Text provided below:
- Rieger's official House portrait

Member of the Pennsylvania House of Representatives from the 179th district
- In office 1969 – November 30, 2006
- Preceded by: District created
- Succeeded by: Tony Payton

Member of the Pennsylvania House of Representatives from the Philadelphia County district
- In office 1967–1968

Personal details
- Born: November 2, 1922 Philadelphia, Pennsylvania, U.S.
- Died: December 11, 2009 (aged 87) Philadelphia, Pennsylvania, U.S.
- Party: Democratic
- Spouse: Lucy Yacovetti
- Occupation: Legislator

Military service
- Allegiance: United States
- Battles/wars: World War II

= William Rieger =

American politician

William W. Rieger (November 2, 1922 – December 11, 2009) was an American politician who served as a Democratic member of the Pennsylvania House of Representatives from 1967 to 2006.

==Background==
Reiger was a 1941 graduate of Simon Gratz High School.
End of Text provided.
Records shown below:
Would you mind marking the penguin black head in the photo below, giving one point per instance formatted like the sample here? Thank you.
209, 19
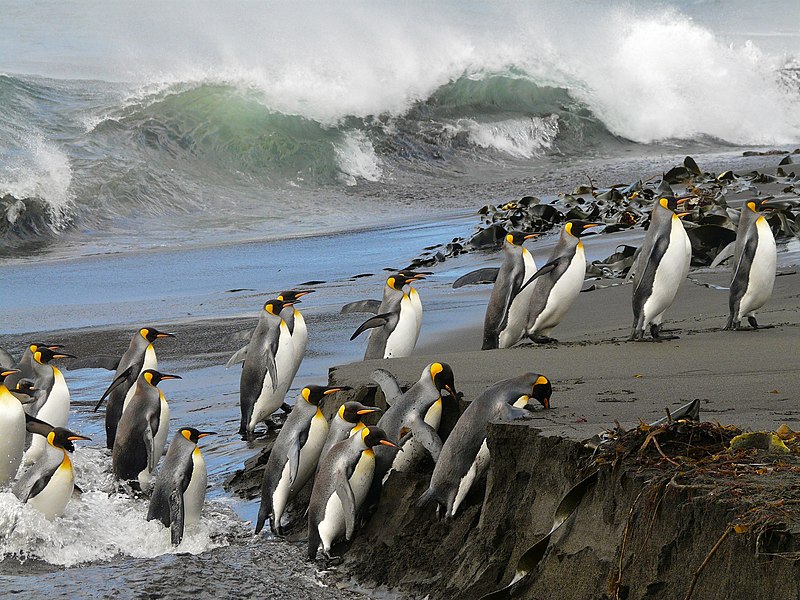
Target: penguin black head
61, 437
577, 228
373, 436
44, 354
151, 334
442, 376
193, 435
353, 411
542, 390
154, 377
516, 238
313, 394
End of Records shown.
Task item »
Using the text about William Rieger, answer these:
(a) Who succeeded him as the representative for the 179th district?
(b) Which high school did he graduate from, and in what year?
(c) Which war is listed under his military service?

Written response »
(a) Tony Payton
(b) Simon Gratz High School, in 1941
(c) World War II